_EXERCISE REQUIREMENTS_: Rewrite every line of the items below, swapping "dark gravel" for "dark pebbles" wherever it appears and leaving all else untouched.

Dataset items

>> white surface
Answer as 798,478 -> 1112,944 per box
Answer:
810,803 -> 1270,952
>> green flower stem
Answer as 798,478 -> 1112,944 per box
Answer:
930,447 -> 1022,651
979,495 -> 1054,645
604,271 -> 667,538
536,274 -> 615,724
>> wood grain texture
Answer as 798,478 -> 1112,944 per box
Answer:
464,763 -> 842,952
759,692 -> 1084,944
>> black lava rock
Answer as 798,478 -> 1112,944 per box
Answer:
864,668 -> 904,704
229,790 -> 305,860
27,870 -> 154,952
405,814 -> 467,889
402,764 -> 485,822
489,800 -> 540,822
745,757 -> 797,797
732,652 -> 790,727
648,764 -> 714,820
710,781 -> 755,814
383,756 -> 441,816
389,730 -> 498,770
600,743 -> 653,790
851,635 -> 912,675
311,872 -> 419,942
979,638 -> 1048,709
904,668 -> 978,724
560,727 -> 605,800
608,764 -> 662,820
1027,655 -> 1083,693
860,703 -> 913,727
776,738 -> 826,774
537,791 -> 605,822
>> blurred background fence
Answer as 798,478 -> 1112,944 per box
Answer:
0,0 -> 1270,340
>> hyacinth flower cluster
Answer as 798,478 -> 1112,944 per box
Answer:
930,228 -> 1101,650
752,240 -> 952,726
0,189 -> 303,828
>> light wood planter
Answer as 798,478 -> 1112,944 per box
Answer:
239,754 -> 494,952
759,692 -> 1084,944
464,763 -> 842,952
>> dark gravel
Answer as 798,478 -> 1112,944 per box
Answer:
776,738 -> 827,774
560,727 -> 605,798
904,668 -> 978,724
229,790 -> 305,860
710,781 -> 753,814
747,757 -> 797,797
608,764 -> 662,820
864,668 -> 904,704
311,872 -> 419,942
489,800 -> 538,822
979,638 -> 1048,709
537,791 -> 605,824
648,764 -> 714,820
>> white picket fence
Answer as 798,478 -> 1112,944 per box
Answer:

_TASK OUTPUT_:
>> white surface
Answer as 798,478 -> 1112,944 per box
Answer:
810,803 -> 1270,952
>> green flower stem
Answer as 798,478 -> 1112,944 per box
Answer:
930,447 -> 1022,651
979,495 -> 1054,645
604,271 -> 667,538
536,274 -> 615,724
>> wood grain texture
Answer as 798,478 -> 1112,944 per box
Answer:
464,763 -> 842,952
759,692 -> 1084,944
>> black lava rock
Answer as 798,478 -> 1112,944 per box
Answer:
864,668 -> 904,704
229,790 -> 305,860
27,870 -> 154,952
405,814 -> 467,889
402,764 -> 485,822
489,800 -> 540,822
745,757 -> 797,797
732,652 -> 790,727
648,764 -> 714,820
710,781 -> 755,814
383,756 -> 441,816
389,730 -> 498,770
600,743 -> 653,790
851,635 -> 912,675
311,872 -> 419,942
979,638 -> 1048,709
904,668 -> 978,724
560,727 -> 605,800
608,764 -> 662,820
1027,655 -> 1083,693
860,703 -> 913,727
776,738 -> 826,774
537,791 -> 605,822
>> blurred background fence
Answer as 798,478 -> 1112,944 per box
Answer:
0,0 -> 1270,340
>> hyacinth flower cluster
Answer as 798,478 -> 1112,944 per box
Answer:
930,228 -> 1101,650
752,240 -> 952,726
0,189 -> 303,828
>> light wood planter
Answer as 798,478 -> 1112,944 per box
Answer:
239,754 -> 494,952
759,692 -> 1084,944
464,763 -> 842,952
>> dark pebbles
Answer as 798,478 -> 1112,944 per box
Answer:
776,738 -> 827,774
560,727 -> 605,798
904,668 -> 978,724
229,790 -> 305,860
710,781 -> 753,814
747,757 -> 797,797
608,764 -> 662,820
864,668 -> 904,704
311,872 -> 419,942
489,800 -> 538,822
979,638 -> 1048,709
537,791 -> 605,824
648,764 -> 714,820
>> white picket fence
Answer as 798,478 -> 1112,944 per box
Answer:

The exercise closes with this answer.